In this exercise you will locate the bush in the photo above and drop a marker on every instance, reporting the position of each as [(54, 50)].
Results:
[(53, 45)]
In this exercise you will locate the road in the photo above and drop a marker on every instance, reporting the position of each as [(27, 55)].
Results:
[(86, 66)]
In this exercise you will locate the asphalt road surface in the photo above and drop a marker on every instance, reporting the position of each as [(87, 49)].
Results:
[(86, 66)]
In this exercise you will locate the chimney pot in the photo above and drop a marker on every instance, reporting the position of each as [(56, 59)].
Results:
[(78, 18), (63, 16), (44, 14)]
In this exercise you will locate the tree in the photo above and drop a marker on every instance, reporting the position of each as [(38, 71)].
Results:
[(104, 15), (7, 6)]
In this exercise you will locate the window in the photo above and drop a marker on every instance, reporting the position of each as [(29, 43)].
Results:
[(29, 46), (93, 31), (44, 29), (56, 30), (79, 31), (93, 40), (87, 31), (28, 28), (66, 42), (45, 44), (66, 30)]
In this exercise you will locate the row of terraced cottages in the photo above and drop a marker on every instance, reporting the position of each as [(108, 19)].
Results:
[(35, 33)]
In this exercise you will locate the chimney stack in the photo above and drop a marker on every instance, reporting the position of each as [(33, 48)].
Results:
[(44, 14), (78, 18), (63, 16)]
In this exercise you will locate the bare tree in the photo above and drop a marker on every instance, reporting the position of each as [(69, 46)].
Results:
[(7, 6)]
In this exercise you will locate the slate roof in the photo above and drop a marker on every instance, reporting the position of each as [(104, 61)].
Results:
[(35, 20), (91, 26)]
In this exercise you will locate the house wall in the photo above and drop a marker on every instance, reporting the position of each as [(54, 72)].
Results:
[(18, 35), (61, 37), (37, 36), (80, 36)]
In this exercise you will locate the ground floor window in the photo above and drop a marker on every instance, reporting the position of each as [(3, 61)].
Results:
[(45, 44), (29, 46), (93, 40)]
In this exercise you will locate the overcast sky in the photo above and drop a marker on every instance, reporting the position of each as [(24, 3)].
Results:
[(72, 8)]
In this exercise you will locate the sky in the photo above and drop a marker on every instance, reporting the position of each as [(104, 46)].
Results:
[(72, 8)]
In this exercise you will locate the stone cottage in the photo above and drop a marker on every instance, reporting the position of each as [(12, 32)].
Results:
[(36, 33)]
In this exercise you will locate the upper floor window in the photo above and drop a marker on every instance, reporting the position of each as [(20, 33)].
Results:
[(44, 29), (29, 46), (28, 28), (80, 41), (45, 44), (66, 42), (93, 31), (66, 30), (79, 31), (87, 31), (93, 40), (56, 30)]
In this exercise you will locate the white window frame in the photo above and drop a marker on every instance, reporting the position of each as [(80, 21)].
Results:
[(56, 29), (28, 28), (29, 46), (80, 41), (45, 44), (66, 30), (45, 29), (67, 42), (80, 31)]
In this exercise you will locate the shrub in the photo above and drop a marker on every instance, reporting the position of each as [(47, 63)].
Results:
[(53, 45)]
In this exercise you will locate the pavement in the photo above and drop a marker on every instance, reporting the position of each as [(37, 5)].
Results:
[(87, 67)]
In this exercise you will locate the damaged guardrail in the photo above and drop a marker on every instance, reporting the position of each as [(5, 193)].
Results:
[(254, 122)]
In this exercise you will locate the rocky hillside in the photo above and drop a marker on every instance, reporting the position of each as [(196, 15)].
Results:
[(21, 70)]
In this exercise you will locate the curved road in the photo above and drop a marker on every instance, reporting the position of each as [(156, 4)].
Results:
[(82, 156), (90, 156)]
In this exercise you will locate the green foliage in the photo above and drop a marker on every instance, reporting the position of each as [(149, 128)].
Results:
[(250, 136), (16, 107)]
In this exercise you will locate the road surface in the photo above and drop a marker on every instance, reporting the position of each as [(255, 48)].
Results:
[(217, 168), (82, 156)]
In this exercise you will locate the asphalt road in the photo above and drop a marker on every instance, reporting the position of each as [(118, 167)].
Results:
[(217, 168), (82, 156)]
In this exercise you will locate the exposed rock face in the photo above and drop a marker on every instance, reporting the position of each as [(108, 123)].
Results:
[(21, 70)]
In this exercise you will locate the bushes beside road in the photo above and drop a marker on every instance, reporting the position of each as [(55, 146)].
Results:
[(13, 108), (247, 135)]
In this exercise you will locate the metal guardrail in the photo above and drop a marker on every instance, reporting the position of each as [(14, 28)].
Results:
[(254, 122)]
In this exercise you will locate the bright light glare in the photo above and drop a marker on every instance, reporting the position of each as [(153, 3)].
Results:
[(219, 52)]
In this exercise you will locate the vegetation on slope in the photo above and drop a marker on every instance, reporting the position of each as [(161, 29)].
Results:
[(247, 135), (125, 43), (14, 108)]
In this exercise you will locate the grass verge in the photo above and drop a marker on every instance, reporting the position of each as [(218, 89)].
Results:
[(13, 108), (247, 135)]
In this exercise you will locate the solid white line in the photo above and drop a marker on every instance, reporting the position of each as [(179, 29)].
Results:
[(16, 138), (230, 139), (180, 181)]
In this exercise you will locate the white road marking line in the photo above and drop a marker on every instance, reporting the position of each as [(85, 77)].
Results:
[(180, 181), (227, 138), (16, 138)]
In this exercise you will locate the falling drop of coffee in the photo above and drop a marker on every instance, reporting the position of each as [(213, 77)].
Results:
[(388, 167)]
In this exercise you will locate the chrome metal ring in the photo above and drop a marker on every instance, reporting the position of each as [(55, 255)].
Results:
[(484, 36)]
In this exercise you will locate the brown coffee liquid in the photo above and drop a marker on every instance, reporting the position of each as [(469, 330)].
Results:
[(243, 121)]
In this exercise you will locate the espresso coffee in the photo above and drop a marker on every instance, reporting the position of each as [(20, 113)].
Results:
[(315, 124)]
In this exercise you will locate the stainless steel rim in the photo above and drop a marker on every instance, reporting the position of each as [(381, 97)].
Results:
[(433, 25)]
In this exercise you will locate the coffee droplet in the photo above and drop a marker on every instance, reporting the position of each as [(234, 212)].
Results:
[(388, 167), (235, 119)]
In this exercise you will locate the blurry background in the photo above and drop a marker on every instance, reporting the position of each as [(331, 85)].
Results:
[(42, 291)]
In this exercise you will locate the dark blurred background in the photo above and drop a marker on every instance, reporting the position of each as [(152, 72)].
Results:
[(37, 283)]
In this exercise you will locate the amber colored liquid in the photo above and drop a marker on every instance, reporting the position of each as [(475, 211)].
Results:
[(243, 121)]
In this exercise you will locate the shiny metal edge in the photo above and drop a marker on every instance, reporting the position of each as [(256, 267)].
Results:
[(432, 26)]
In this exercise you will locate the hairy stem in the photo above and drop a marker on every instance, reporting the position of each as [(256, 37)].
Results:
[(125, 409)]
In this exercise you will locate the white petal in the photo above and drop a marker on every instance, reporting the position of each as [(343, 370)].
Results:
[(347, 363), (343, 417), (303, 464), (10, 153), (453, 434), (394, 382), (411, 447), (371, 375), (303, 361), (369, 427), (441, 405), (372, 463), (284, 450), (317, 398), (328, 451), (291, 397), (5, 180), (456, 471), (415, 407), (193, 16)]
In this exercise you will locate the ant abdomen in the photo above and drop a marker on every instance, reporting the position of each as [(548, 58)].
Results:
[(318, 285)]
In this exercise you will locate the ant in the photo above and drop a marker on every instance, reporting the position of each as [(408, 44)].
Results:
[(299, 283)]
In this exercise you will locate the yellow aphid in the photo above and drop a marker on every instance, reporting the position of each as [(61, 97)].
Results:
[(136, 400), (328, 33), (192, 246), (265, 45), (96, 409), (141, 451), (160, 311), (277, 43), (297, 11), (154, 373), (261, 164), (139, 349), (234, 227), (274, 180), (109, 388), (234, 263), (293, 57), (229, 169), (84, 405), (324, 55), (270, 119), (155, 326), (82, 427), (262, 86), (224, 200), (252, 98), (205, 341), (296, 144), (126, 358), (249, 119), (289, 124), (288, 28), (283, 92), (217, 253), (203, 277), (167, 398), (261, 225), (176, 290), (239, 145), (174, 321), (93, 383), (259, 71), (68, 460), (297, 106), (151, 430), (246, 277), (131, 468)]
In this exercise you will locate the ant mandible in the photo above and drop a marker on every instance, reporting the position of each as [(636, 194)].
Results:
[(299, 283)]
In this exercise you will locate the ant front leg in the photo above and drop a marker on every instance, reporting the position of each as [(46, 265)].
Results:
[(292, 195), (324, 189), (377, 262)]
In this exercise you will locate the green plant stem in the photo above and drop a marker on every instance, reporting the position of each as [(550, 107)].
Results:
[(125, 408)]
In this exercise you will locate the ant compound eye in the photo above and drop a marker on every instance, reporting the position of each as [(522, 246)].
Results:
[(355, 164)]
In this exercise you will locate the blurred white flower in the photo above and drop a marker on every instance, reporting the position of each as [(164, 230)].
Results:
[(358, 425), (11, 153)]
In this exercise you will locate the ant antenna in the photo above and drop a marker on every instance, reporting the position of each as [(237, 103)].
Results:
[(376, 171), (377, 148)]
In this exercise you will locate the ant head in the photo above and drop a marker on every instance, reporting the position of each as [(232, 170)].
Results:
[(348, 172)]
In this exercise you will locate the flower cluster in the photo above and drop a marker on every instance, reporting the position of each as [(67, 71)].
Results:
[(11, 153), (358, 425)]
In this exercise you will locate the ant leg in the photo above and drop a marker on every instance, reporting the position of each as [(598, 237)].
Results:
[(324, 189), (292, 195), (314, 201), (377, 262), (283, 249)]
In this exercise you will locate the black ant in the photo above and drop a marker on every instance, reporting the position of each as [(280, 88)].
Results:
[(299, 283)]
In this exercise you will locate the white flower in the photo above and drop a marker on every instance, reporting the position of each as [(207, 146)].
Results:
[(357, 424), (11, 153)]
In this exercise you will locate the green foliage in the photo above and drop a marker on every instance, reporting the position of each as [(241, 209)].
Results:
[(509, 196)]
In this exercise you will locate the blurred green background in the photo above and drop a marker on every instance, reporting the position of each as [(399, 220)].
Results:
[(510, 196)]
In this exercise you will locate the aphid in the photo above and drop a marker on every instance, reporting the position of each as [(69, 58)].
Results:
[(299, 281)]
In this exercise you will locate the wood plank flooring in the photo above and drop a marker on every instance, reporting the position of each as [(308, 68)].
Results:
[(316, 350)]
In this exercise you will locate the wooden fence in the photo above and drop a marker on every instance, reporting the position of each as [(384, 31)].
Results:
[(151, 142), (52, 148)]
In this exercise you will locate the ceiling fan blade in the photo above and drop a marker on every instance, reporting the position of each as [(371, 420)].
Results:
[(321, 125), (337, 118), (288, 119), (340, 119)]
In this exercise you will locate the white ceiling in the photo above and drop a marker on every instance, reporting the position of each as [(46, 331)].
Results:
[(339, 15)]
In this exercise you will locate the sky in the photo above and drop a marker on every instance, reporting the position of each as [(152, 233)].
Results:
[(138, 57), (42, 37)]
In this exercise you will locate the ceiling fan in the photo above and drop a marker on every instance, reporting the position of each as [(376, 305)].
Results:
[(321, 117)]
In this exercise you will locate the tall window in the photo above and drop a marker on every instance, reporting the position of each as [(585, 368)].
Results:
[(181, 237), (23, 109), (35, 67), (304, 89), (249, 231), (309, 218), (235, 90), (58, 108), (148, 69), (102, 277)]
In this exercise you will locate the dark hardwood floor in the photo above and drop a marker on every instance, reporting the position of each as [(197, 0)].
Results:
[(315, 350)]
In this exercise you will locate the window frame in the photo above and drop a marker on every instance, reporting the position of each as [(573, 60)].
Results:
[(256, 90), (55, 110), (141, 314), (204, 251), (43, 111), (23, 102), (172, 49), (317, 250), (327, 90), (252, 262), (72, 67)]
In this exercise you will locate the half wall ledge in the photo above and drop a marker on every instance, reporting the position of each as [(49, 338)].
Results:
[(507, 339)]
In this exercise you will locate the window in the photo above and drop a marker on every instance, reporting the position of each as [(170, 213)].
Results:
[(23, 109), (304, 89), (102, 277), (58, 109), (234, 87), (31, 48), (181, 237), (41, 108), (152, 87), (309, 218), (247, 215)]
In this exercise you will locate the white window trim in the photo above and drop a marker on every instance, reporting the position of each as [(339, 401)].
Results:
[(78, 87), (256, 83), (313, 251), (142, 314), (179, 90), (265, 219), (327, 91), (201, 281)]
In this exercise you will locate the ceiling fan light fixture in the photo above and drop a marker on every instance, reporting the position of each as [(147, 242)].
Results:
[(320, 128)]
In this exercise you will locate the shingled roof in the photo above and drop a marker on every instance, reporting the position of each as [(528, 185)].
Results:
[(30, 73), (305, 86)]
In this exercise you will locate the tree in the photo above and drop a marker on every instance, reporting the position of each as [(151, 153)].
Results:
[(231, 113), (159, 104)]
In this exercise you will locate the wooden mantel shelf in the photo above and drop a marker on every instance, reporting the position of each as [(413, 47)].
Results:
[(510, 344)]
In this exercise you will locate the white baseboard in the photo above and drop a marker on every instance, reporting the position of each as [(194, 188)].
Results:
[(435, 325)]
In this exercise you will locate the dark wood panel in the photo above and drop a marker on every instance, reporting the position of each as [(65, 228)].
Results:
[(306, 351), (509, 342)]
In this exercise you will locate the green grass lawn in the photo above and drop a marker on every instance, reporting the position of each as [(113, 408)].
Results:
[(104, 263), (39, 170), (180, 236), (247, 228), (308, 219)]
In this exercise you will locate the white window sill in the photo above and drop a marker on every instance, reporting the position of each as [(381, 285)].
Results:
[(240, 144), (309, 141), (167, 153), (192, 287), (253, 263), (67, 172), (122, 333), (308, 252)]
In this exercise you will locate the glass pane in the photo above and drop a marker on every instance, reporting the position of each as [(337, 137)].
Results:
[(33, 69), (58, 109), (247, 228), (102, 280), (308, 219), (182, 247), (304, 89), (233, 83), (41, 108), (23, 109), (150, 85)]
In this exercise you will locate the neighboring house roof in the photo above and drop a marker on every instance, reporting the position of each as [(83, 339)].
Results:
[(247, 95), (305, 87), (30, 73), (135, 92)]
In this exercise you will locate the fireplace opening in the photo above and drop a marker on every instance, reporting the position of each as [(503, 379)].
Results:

SET EXERCISE —
Copy out, word for word, the lines of the material from the line with "In this exercise you will locate the dark hardwood" up to and including the line with "[(315, 350)]".

COMPLETE ANSWER —
In this exercise you will locate the dark hardwood floor in the photo above and drop a marker on every instance, reporting the position of each as [(197, 0)].
Results:
[(315, 350)]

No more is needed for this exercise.